_What to work on_
Repeat verbatim every line of the material, beginning at the line that holds "Can you find the ceiling fan blade" and ending at its last line.

── Data records ──

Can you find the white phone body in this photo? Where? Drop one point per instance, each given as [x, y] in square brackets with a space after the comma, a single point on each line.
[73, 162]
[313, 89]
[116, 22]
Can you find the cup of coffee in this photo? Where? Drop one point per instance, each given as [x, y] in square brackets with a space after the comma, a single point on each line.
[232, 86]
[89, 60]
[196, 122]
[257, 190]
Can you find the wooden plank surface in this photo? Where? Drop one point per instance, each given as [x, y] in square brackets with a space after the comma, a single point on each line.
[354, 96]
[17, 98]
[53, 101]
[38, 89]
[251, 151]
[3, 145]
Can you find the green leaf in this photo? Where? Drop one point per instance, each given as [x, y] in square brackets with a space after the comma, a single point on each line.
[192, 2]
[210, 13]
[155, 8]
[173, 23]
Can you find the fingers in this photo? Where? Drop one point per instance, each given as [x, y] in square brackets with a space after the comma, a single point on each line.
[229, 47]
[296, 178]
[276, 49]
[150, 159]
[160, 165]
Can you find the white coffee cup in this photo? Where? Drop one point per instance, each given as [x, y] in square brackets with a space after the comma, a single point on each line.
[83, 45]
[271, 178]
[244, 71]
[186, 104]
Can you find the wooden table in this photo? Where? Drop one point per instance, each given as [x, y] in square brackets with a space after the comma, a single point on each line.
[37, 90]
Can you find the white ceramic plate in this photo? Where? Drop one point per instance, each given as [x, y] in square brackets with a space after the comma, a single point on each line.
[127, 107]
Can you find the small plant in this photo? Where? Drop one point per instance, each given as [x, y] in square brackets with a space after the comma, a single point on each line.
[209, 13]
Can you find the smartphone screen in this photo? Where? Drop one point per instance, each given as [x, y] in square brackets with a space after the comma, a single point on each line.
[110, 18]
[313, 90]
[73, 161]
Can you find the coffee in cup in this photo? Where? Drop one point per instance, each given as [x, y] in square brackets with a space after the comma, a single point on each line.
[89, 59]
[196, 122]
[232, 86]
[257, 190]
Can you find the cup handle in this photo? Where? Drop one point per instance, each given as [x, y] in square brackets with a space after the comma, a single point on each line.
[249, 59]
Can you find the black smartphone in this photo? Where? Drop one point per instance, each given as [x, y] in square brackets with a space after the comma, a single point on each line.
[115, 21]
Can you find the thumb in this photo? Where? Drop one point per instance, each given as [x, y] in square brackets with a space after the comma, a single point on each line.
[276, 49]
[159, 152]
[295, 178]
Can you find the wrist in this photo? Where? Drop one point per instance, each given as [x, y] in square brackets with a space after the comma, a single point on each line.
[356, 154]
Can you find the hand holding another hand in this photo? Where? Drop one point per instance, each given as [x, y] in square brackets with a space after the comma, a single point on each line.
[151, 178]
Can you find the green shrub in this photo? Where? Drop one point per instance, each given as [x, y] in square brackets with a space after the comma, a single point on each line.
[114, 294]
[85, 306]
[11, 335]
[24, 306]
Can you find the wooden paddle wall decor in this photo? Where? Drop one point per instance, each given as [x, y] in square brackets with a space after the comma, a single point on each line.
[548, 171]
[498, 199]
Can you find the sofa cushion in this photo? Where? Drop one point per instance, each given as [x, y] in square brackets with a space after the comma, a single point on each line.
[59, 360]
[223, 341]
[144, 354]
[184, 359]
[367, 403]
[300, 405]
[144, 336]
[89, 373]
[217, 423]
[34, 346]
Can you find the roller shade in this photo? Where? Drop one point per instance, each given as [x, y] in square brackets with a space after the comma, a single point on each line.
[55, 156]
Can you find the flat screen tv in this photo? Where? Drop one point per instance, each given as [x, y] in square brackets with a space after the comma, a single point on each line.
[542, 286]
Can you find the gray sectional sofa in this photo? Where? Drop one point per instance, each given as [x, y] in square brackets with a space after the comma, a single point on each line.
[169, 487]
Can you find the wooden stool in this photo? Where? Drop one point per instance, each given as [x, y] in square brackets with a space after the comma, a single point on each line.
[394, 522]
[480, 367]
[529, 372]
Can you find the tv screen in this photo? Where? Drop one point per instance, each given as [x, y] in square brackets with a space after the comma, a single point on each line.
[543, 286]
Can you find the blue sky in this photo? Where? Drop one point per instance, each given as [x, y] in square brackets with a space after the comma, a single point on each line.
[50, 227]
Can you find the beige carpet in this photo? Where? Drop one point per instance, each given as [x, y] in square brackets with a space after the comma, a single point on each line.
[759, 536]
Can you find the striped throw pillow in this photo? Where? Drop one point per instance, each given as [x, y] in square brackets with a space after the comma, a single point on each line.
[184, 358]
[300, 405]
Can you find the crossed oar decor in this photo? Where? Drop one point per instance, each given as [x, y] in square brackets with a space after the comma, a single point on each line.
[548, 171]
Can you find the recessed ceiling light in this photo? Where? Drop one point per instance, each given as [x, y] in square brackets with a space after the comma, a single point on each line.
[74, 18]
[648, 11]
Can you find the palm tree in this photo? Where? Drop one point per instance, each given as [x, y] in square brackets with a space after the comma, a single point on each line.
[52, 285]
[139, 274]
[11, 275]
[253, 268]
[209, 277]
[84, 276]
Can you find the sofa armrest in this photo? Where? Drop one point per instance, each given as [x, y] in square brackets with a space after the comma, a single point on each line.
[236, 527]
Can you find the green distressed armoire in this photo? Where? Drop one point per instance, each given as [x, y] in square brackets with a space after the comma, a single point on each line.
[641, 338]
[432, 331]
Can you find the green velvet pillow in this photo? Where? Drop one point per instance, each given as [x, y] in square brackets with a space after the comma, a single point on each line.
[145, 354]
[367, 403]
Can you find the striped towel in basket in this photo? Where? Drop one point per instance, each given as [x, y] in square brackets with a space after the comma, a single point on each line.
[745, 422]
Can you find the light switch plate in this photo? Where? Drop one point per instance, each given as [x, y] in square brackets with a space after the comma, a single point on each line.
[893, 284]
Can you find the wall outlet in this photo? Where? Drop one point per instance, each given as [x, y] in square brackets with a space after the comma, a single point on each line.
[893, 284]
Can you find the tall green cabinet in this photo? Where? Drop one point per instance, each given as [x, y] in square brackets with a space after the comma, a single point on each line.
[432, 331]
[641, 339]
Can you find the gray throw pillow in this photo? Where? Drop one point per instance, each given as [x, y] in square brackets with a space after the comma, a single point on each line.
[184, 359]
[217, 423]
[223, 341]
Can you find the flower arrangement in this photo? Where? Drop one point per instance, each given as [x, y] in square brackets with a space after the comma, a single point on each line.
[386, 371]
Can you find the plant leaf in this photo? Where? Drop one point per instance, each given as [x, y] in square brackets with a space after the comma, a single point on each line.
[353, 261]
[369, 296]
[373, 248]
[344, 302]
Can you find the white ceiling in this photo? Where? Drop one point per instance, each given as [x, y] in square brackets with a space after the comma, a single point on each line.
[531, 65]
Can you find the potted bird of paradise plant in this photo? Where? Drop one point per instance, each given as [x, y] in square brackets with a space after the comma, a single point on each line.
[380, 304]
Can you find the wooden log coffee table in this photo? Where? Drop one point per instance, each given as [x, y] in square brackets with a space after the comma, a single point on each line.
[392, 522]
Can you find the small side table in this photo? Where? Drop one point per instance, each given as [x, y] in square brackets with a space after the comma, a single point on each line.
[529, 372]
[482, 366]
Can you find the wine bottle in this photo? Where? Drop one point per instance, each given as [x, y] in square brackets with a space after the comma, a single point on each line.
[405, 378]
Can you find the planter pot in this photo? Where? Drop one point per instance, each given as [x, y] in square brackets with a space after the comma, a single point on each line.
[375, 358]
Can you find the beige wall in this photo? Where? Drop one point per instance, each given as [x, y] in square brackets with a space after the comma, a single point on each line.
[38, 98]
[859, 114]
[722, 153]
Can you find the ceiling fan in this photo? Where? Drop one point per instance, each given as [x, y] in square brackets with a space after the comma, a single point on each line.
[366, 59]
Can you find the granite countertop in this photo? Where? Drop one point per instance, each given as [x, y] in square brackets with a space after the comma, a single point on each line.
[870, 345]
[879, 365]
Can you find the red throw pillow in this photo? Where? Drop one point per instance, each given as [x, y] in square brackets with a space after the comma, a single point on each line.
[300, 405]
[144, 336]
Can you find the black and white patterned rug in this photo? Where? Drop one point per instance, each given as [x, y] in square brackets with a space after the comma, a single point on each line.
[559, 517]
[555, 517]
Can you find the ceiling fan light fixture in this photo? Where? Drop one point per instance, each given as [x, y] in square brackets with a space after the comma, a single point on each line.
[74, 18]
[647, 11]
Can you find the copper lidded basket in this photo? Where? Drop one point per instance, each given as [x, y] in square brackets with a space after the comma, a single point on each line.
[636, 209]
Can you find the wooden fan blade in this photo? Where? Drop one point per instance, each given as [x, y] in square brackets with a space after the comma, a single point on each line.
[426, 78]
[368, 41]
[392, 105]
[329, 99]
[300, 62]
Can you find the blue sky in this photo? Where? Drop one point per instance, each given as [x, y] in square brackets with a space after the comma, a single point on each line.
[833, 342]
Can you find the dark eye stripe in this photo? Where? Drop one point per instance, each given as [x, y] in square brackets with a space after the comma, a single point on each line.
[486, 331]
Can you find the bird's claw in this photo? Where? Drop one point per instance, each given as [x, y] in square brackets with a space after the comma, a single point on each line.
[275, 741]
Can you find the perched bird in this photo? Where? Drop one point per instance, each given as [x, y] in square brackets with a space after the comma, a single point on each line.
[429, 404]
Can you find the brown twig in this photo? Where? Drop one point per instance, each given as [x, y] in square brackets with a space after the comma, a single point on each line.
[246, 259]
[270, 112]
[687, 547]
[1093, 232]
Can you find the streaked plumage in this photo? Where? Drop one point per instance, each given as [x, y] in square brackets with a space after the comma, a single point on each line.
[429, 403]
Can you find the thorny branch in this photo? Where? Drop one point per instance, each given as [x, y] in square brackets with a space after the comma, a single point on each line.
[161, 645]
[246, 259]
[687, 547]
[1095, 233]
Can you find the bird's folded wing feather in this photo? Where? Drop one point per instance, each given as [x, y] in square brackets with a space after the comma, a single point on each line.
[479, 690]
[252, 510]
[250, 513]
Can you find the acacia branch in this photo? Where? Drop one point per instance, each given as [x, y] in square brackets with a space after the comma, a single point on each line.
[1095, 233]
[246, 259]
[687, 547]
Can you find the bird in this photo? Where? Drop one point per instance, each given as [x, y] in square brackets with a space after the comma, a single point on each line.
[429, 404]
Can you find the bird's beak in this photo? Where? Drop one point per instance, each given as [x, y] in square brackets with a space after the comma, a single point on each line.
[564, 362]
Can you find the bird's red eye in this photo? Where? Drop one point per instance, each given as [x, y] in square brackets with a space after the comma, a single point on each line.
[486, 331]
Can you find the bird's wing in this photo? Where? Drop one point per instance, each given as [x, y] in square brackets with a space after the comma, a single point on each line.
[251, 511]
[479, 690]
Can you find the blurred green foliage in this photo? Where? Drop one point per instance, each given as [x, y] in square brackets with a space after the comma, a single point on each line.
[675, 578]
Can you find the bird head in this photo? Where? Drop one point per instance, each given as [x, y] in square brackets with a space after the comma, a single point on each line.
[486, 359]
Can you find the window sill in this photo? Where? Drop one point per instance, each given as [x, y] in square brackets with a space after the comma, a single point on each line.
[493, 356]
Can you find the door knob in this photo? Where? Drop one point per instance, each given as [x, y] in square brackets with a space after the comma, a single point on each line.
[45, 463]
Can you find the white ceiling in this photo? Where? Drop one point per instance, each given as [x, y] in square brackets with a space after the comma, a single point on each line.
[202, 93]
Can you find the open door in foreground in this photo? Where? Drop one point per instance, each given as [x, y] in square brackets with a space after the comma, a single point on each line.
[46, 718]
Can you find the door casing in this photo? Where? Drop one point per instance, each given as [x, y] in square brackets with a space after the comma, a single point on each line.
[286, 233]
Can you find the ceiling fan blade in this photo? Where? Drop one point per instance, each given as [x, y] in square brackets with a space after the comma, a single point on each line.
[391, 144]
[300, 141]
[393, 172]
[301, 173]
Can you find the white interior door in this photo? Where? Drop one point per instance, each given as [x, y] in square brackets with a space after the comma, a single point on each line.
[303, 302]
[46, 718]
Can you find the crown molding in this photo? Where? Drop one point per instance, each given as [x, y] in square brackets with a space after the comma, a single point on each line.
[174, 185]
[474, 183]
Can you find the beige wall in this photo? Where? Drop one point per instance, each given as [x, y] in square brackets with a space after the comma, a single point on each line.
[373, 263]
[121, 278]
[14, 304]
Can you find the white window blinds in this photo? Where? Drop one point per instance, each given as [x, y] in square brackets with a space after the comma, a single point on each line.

───

_Complete output_
Can you find the ceiling fan blade in this photo? Where? Drop one point per instance, each given as [x, y] in square brackets with a space after the comma, a single point on each line.
[391, 144]
[300, 141]
[393, 172]
[301, 173]
Can you find the white interior door in this photo? Where? Drop one point per instance, each given as [x, y] in square brackets with a space after the comma, a single point on each line.
[303, 302]
[46, 718]
Can you find the crown molding in this photo? Where? Drop one point per instance, each given as [x, y] in square brackets with a space after the comma, a single point on each line.
[174, 185]
[474, 183]
Can you find the beige wall in this photo? Where? Drop one point per instance, each given as [x, y] in square brackets with a space after the comma, a single point on each line.
[373, 263]
[121, 278]
[14, 304]
Can you find the white window blinds in this photo? Where? Drop one point per instance, each given as [x, y] in square brackets with a space after the comma, a single point on each line.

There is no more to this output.